**GOAL OF THE EXERCISE**.
Rescale the part of the data that opens with the line containing "Please put a dot on every instance of the plastic" and closes with the line containing "<point>227,128</point>", and write out only those lines, request included. Keep the request wording unchanged, and multiply each point coordinate in the answers by 0.2, rounding to whole numbers with halves rounded up.

**LISTED RECORDS**.

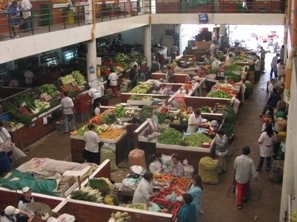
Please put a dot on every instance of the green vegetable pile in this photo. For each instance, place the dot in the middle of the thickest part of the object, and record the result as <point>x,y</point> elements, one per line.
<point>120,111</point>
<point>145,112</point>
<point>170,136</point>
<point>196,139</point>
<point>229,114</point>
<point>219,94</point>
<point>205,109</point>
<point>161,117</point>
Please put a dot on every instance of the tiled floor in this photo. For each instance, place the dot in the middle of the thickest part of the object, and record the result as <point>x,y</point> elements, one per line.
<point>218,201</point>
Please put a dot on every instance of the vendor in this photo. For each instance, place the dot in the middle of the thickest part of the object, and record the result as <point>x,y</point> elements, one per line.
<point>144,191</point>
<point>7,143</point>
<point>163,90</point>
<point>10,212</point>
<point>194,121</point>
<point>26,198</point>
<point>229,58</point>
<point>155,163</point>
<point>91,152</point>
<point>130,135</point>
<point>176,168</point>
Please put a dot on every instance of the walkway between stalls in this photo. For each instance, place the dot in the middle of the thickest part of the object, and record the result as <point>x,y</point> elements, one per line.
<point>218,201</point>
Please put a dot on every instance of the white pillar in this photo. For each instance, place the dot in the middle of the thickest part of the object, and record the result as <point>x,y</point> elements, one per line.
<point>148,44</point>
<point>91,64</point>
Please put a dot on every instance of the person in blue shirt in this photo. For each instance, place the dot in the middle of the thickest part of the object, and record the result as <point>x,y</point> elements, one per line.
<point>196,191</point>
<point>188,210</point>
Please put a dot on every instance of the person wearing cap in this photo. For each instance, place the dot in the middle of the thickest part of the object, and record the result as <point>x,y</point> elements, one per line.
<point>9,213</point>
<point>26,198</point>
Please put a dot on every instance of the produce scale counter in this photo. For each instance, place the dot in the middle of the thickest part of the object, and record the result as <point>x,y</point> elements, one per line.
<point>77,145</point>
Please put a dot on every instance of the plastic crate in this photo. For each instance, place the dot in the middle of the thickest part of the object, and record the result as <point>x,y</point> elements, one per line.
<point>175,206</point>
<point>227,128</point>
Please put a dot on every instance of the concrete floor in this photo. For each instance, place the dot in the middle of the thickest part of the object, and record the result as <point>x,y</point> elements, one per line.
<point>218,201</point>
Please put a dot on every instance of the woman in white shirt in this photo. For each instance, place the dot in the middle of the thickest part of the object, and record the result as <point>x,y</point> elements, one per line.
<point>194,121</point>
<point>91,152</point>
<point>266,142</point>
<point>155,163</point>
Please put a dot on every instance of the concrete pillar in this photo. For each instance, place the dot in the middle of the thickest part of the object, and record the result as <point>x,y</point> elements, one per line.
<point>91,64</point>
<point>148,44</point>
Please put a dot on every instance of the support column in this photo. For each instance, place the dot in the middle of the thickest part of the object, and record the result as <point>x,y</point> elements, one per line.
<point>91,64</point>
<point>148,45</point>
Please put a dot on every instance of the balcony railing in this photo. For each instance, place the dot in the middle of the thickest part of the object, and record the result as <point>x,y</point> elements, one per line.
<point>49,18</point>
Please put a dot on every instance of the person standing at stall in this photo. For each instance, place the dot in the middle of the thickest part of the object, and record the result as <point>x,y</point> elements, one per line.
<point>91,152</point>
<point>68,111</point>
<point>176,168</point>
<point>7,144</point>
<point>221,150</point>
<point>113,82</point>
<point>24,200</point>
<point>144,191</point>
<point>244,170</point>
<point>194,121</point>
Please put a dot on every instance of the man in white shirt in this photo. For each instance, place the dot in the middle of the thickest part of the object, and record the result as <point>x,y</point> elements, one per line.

* * *

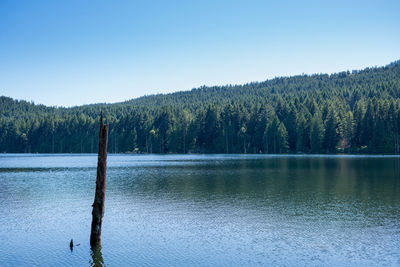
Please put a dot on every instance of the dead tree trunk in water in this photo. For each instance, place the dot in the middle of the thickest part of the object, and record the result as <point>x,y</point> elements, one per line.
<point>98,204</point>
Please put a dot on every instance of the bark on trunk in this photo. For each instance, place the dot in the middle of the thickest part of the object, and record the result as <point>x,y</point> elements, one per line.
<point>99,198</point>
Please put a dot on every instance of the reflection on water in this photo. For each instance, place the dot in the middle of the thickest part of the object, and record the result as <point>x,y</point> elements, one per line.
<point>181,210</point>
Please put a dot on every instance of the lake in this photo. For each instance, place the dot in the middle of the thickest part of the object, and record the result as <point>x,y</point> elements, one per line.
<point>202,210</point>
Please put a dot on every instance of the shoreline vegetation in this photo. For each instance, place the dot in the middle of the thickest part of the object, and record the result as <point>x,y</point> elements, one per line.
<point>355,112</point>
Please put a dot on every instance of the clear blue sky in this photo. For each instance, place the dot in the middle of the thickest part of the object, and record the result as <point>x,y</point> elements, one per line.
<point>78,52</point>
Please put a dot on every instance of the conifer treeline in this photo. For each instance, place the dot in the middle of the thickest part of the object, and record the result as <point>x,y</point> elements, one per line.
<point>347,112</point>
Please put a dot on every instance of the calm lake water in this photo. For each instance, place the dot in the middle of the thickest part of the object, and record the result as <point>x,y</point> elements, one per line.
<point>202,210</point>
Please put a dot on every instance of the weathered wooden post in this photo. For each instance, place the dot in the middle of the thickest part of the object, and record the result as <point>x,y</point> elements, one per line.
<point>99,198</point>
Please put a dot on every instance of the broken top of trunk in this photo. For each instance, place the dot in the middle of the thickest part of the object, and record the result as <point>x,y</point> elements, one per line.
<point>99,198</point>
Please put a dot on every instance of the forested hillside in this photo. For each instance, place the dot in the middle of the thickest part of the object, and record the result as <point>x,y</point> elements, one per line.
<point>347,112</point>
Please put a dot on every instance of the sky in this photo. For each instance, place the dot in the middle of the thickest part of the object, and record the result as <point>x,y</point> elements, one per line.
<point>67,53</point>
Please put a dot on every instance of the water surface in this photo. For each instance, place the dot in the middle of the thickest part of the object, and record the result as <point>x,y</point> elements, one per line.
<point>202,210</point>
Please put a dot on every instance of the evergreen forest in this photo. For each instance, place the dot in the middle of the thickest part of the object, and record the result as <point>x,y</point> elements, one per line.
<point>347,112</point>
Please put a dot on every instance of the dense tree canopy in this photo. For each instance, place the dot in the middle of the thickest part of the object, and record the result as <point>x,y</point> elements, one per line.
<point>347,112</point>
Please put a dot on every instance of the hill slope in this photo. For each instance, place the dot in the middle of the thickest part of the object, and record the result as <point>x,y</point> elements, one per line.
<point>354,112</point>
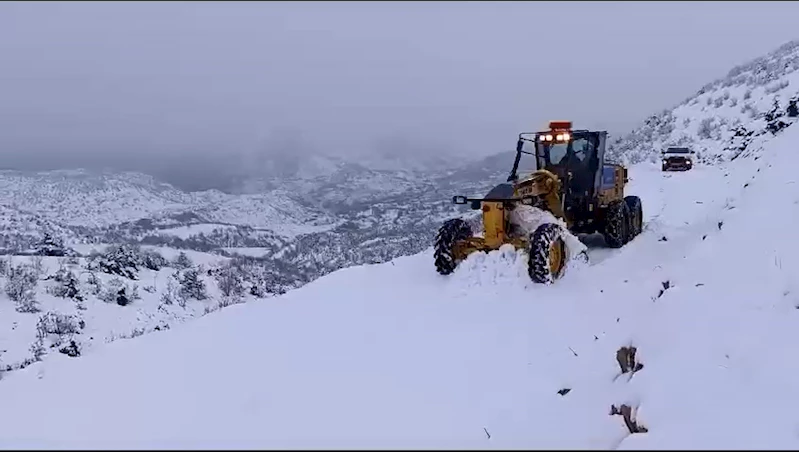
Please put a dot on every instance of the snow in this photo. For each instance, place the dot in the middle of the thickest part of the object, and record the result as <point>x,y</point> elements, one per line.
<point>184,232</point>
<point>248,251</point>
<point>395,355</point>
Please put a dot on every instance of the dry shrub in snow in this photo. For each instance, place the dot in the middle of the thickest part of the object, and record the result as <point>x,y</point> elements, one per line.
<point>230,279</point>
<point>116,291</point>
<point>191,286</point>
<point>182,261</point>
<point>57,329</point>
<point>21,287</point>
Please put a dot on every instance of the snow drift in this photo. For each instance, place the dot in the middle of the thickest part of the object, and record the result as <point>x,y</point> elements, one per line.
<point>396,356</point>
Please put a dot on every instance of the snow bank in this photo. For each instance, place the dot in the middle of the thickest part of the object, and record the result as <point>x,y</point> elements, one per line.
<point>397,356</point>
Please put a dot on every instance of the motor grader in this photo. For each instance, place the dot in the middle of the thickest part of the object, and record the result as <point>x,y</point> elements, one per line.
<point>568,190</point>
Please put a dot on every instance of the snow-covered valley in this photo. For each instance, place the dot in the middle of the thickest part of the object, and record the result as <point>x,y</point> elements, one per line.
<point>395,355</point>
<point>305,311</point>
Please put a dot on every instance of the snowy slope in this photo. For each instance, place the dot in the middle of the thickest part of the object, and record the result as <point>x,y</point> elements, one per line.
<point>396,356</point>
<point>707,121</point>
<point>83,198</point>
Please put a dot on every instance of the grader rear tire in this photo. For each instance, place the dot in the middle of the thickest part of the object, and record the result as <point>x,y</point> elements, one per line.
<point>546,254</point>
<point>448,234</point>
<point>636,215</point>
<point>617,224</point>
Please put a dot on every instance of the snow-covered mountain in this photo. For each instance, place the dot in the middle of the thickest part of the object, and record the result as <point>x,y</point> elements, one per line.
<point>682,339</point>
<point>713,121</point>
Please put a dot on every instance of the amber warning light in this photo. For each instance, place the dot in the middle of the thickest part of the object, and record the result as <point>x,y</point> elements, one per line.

**IN RESPONSE**.
Please put a dot on every instance of the plastic crate in this photo. For each instance, place the dot in the middle of the thickest part of the object, and record the result as <point>x,y</point> elements, one per line.
<point>35,41</point>
<point>45,26</point>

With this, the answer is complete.